====== THE INPUT

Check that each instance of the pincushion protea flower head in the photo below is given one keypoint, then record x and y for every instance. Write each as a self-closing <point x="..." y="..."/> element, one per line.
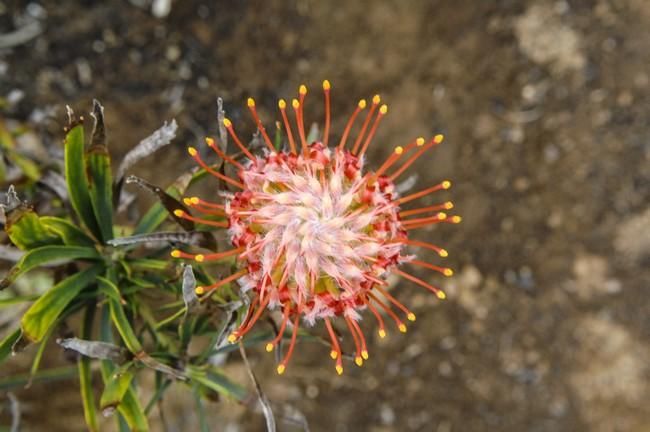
<point x="316" y="235"/>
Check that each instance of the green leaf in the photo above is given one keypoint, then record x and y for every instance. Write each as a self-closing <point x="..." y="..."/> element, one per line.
<point x="98" y="163"/>
<point x="75" y="176"/>
<point x="116" y="387"/>
<point x="42" y="314"/>
<point x="45" y="255"/>
<point x="101" y="190"/>
<point x="17" y="300"/>
<point x="26" y="230"/>
<point x="132" y="411"/>
<point x="67" y="231"/>
<point x="7" y="343"/>
<point x="130" y="407"/>
<point x="200" y="410"/>
<point x="36" y="362"/>
<point x="123" y="326"/>
<point x="85" y="374"/>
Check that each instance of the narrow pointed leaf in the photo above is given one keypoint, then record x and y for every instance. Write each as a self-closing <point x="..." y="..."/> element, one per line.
<point x="85" y="374"/>
<point x="26" y="231"/>
<point x="70" y="234"/>
<point x="124" y="327"/>
<point x="7" y="343"/>
<point x="132" y="411"/>
<point x="115" y="389"/>
<point x="75" y="176"/>
<point x="42" y="314"/>
<point x="98" y="164"/>
<point x="47" y="255"/>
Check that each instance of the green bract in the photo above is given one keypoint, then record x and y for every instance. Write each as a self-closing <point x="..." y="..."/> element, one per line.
<point x="124" y="304"/>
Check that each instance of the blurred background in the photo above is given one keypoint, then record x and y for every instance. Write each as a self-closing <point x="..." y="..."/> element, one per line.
<point x="545" y="107"/>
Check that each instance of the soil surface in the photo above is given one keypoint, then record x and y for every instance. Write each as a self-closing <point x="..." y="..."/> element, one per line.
<point x="545" y="108"/>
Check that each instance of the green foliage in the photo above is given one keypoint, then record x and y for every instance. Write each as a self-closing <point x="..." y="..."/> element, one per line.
<point x="136" y="317"/>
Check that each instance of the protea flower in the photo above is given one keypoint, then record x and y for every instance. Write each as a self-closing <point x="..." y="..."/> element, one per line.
<point x="316" y="235"/>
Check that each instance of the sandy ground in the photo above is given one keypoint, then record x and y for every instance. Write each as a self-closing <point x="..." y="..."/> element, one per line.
<point x="545" y="107"/>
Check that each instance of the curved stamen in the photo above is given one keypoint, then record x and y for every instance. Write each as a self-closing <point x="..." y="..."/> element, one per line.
<point x="380" y="320"/>
<point x="442" y="185"/>
<point x="207" y="290"/>
<point x="258" y="122"/>
<point x="228" y="124"/>
<point x="382" y="112"/>
<point x="283" y="326"/>
<point x="358" y="359"/>
<point x="362" y="339"/>
<point x="375" y="102"/>
<point x="440" y="251"/>
<point x="409" y="315"/>
<point x="195" y="155"/>
<point x="326" y="132"/>
<point x="336" y="348"/>
<point x="360" y="106"/>
<point x="184" y="215"/>
<point x="287" y="126"/>
<point x="400" y="325"/>
<point x="283" y="364"/>
<point x="440" y="294"/>
<point x="301" y="127"/>
<point x="444" y="270"/>
<point x="213" y="145"/>
<point x="436" y="140"/>
<point x="445" y="206"/>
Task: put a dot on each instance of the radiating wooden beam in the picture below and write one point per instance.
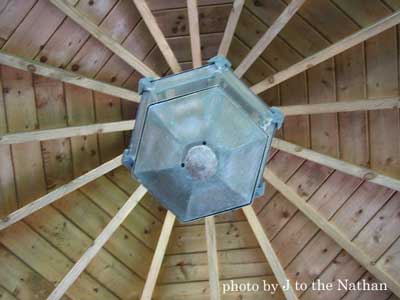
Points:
(60, 192)
(98, 243)
(158, 257)
(84, 21)
(337, 164)
(194, 29)
(290, 110)
(230, 28)
(345, 106)
(331, 230)
(157, 34)
(329, 52)
(269, 253)
(268, 36)
(60, 133)
(66, 76)
(212, 255)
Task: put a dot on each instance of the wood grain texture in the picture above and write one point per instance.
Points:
(59, 192)
(193, 15)
(268, 36)
(158, 35)
(213, 268)
(269, 253)
(329, 52)
(333, 231)
(98, 243)
(229, 32)
(66, 76)
(331, 162)
(109, 42)
(158, 257)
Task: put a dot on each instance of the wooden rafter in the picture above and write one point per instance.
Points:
(98, 243)
(345, 106)
(66, 76)
(60, 192)
(268, 36)
(269, 252)
(212, 255)
(329, 52)
(157, 34)
(194, 29)
(332, 231)
(231, 27)
(83, 20)
(290, 110)
(59, 133)
(337, 164)
(158, 257)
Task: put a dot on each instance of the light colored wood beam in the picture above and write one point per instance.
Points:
(158, 257)
(269, 253)
(332, 231)
(268, 36)
(98, 243)
(83, 20)
(345, 106)
(157, 34)
(193, 16)
(212, 255)
(337, 164)
(230, 28)
(60, 192)
(60, 133)
(66, 76)
(290, 110)
(329, 52)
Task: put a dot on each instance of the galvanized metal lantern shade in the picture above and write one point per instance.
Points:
(201, 140)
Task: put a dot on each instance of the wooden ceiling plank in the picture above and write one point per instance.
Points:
(59, 133)
(81, 19)
(345, 106)
(337, 164)
(60, 192)
(332, 230)
(231, 27)
(213, 269)
(269, 253)
(66, 76)
(158, 257)
(158, 35)
(288, 110)
(98, 244)
(268, 36)
(194, 29)
(329, 52)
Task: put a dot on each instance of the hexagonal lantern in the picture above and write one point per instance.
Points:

============

▶ WHAT THIS TASK INVOLVES: Could you quote, exactly as they appear, the line containing "Task: put a dot on each instance of the galvanized" and every line after it to the end of the records above?

▶ WRITTEN ANSWER:
Task: put a dot on each instance of the galvanized metal lantern shade in the picture above and write one point per instance.
Points:
(201, 140)
Task: put a dot on each instance of the wooden ceiling plank in the picture above and write one point per instance.
Points:
(59, 133)
(81, 19)
(345, 106)
(337, 164)
(60, 192)
(332, 230)
(231, 27)
(213, 269)
(269, 253)
(66, 76)
(158, 257)
(158, 35)
(288, 110)
(98, 244)
(268, 36)
(194, 29)
(329, 52)
Task: put a dot on each instance of the hexagonal lantern in the picture above and write one point per instance.
Points:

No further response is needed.